» **SELECTED TEXT**:
::::::::
2012 Sauvignon Blanc
The patio furniture is out, our propane tanks are full, and we are in the midst of summer. If you are like me, you are enjoying your fair share of Sauvignon Blanc, the perfectly refreshing white wine to a hot and humid New England day.
Not too long ago, this vivacious varietal had trouble catching on within the US market. It wasn’t until the 70’s when Californian Vintner, Robert Mondavi dubbed his struggling Sauvignon Blanc, “Fume Blanc” that wine enthusiasts accepted the grape. Interestingly enough, this is exactly what happened with the well known (and loved) Chilean Sea Bass around the same time. Originally called the Patagonian toothfish, it is not truly sea bass, nor from Chili. What was once shunned by the masses is now prized by chefs and foodies alike, simply by giving it a chic name.
Sauvignon Blancs’ continued success is based on its zippy reputation. New Zealand plays a large role in the popularity of this varietal and after 40 years, are still churning out multi-faceted expressions of the grape. The growing popularity has inspired vintners to offer a Sauvignon Blanc unique to their area. This grape takes its cue from the climate and soil, making it one of the most transparent varietals from grassy and herbaceous notes, to flinty mineral qualities, and of course the infamous fruit forward expressions. The acidity, however, is what makes this white wine stand out amongst the rest.
::::::::
» **DATA SECTION**:
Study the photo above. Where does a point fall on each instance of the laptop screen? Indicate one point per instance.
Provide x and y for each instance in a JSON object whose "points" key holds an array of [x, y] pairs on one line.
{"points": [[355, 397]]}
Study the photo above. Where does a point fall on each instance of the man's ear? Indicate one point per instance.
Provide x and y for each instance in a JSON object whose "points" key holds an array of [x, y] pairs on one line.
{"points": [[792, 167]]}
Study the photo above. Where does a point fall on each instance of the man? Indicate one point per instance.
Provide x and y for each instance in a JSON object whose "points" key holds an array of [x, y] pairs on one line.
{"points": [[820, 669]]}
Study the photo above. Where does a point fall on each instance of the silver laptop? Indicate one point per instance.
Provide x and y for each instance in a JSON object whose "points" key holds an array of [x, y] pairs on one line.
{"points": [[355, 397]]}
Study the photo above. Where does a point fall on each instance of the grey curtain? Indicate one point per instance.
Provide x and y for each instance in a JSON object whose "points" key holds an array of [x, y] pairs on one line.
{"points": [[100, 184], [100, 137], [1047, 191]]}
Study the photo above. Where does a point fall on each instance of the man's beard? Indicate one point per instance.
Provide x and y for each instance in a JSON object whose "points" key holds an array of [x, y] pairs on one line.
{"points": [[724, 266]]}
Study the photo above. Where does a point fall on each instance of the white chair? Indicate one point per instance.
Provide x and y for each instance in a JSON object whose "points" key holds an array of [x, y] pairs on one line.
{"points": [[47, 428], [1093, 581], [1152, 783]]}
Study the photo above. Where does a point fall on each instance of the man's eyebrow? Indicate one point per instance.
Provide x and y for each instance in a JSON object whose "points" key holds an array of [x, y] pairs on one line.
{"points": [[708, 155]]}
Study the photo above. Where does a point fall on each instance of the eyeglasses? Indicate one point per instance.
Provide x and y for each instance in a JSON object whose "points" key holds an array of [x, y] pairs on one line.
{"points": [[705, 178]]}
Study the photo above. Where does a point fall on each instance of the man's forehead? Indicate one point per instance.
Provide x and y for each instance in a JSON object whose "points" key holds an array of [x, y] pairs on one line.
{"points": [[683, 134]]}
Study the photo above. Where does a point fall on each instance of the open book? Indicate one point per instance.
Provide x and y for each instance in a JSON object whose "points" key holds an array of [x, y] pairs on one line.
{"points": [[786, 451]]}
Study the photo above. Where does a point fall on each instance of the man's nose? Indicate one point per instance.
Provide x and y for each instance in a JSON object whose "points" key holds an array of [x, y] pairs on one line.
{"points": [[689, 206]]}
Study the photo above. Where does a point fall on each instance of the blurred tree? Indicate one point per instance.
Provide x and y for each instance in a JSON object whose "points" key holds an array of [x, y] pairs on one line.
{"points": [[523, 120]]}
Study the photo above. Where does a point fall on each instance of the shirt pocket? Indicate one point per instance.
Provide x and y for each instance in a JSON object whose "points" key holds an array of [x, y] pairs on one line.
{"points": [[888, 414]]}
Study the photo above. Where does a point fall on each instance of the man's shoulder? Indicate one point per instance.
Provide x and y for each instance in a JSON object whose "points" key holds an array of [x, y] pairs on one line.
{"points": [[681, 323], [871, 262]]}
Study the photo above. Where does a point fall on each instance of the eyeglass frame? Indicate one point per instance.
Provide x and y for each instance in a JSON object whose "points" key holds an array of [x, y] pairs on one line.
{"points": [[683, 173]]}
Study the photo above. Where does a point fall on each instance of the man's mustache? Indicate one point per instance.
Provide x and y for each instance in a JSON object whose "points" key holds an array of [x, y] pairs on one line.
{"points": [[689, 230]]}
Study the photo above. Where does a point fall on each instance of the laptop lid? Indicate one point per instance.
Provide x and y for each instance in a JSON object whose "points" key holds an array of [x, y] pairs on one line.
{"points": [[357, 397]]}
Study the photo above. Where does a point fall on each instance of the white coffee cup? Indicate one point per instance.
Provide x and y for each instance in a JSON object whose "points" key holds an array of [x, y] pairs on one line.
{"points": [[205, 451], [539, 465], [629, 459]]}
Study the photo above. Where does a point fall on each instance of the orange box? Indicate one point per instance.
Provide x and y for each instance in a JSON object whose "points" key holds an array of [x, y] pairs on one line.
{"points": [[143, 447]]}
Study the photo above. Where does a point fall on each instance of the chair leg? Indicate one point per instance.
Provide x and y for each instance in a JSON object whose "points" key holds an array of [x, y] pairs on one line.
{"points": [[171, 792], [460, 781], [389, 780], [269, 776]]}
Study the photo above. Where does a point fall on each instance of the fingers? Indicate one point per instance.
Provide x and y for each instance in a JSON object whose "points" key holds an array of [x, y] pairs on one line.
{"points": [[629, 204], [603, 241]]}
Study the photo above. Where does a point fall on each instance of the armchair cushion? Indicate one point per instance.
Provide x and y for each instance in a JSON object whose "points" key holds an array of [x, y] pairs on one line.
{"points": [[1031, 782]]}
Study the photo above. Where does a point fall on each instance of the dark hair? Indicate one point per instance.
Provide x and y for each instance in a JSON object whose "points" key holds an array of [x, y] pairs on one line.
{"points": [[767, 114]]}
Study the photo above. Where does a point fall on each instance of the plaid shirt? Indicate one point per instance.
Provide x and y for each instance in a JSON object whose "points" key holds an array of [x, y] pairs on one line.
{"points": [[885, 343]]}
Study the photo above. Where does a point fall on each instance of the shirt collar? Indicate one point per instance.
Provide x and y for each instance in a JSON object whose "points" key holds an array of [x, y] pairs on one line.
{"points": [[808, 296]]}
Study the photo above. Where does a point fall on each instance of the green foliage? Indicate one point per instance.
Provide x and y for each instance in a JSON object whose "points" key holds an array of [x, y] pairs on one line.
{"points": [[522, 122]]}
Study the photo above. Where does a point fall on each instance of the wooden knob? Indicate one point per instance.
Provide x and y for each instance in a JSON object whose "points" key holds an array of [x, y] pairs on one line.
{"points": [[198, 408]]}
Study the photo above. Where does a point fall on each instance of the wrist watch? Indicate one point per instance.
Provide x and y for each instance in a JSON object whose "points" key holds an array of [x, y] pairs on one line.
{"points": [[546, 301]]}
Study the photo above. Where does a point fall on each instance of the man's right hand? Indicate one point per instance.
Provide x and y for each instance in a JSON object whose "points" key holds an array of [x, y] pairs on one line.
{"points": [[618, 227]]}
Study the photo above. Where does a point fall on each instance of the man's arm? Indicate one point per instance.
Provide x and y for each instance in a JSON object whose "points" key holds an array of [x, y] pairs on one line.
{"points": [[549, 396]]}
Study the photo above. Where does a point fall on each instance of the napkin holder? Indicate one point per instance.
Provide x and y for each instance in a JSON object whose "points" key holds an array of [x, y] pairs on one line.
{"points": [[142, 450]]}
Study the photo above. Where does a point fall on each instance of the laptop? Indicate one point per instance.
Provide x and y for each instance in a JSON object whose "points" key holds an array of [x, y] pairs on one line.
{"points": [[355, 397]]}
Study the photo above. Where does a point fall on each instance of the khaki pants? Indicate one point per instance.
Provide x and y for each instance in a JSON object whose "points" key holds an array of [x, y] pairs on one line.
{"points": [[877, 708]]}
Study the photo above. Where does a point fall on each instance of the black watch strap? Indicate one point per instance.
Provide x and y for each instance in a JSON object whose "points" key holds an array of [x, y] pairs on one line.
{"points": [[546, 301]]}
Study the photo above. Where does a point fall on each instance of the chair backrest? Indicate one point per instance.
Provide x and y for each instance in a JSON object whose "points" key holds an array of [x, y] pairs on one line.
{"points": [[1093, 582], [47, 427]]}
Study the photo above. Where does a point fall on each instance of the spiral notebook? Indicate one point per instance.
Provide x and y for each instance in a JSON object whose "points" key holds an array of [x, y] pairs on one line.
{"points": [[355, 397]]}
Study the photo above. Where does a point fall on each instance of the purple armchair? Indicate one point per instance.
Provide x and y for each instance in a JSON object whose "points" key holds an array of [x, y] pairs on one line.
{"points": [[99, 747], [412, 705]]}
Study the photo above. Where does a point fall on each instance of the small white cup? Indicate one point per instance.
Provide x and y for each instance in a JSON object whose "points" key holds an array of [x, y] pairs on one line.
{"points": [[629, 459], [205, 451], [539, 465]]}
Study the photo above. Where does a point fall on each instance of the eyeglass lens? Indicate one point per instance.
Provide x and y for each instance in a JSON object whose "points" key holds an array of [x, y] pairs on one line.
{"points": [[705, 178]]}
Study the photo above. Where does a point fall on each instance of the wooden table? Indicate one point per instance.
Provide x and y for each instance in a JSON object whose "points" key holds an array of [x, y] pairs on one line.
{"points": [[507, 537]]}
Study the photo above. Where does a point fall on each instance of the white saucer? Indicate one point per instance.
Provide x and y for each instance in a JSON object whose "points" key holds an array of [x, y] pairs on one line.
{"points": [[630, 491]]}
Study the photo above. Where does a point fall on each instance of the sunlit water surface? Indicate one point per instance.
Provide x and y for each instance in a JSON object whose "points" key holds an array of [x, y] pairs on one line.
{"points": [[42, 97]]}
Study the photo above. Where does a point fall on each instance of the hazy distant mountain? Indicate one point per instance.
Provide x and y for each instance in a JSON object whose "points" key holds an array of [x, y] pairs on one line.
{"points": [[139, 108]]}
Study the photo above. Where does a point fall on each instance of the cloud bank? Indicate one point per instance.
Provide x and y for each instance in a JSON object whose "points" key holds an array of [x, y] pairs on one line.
::::::::
» **TO-DO LIST**:
1. Decide whether each statement agrees with the Sauvignon Blanc text, answering yes or no and quoting the words of the text that settle it.
(a) Robert Mondavi gave his Sauvignon Blanc the name "Fume Blanc" in the 70's.
(b) Chilean Sea Bass is a true sea bass caught off Chile.
(c) The text names sweetness as the quality that sets this white wine apart.
2. Write the next part of the Sauvignon Blanc text, picking up after its final sentence.
The lines come from a source separate from the Sauvignon Blanc text.

» **ANSWERS IN ORDER**:
1.
(a) Yes: "It wasn’t until the 70’s when Californian Vintner, Robert Mondavi dubbed his struggling Sauvignon Blanc, “Fume Blanc”"
(b) No: "it is not truly sea bass, nor from Chili."
(c) No: "The acidity, however, is what makes this white wine stand out amongst the rest."

2.
Though it did have humble beginnings on American soil, it is currently one of the most widely and successfully planted varieties. For this reason, it can be one of the best values on many restaurants wine list.
Among its offerings, Sauvignon Blanc has a superb affinity for many of our favorite New England summertime dishes: seafood of every scale or shell, and big bountiful salads. Find fresh, local ingredients to pair with your glass of wine at the Stonington Farmers Market every Saturday from 9am until 12pm. The Saltwater Farm Vineyard 2012 Sauvignon Blanc offers a balance of citrus and steely Stonington minerals, the perfect accompaniment to the Asparagus Salad and Grilled White Fish recipes below.
Cheers to staying refreshed,
One bunch of young fresh asparagus – washed and ends trimmed, thinly sliced crosswise
4 oz of soft goat or sheeps milk cheese – crumbled
1/3 cup chive blossom vinegar or white wine vinegar
¼ cup High quality extra virgin olive oil
Fresh cracked pepper and kosher salt to taste
Toss all of the above ingredients together, that’s it! Garnish with smoked finishing salt if you happen to have some.
NOTE: Don’t have chive blossom vinegar? Add a thinly sliced shallot instead.
Grilled White fish
Halibut is a good choice for grilling
*Brush your grill with your preferred oil and Preheat to high (have patience, this part is important)
Individual portions of your fresh catch – cut to size and brushed with oil, season well with sea salt and fresh cracked pepper
2-4 lemons sliced crosswise into rounds and arranged in a single layer on your grill (just before you are ready to cook the fish)
Handful of mild herbs (such as chives, parsley, chervil, thyme, etc) – place on top of lemon
Cook your fish directly on top of the lemons and herbs, about 6 + minutes per side depending on the thickness of your fish. The flake test is the best way to check for doneness, use a fork to peel off a flake of the fish. If it comes off with no issue and is opaque all the way through, your fish is done.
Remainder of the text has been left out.